— SELECTED EXCERPT —
********

1: The near annhilation of entire genres to entice the proverbial "broader audience" to purchase titles. Strategy games, shooters, racers and RPG's have nearly gone extinct as far as I see it, the only thing keeping three of those genres (racers excluded) relevant for me from an old gamers' perspective is the PC.

2: The bitch fights over meaningless bullshit. Such as which console sells more, who has the most 1, 2, 3, 5, 10 million sellers etc, the constant cherrypicking of graphs, aligned launches charts and many, many hopeless arguments with little to no substance to defend positions born solely from wants and personal wishes.

3: The incredible overhyping of all titles released and ludicrously inflated review scores that follow, its downright mindblowing what this has come to.

********

— DATASET CONTENT —

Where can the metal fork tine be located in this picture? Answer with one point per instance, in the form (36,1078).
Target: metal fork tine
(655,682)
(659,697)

********

— GIVEN PROBLEM A —
Answer these questions about the gaming complaints text:
(i) In point 1, which genre is excluded from the ones the PC keeps relevant?
(ii) In point 2, what is constantly cherrypicked?
(iii) In point 3, what follows the overhyping of all titles released?
— GIVEN PROBLEM B —
Quote the gaming complaints text word for word, starting at "2: The bitch" and ending at "has come to.".
The data above come from a separate source.

— EXERCISE OUTPUT A —
(i) Racers
(ii) Graphs
(iii) Ludicrously inflated review scores

— EXERCISE OUTPUT B —
2: The bitch fights over meaningless bullshit. Such as which console sells more, who has the most 1, 2, 3, 5, 10 million sellers etc, the constant cherrypicking of graphs, aligned launches charts and many, many hopeless arguments with little to no substance to defend positions born solely from wants and personal wishes.

3: The incredible overhyping of all titles released and ludicrously inflated review scores that follow, its downright mindblowing what this has come to.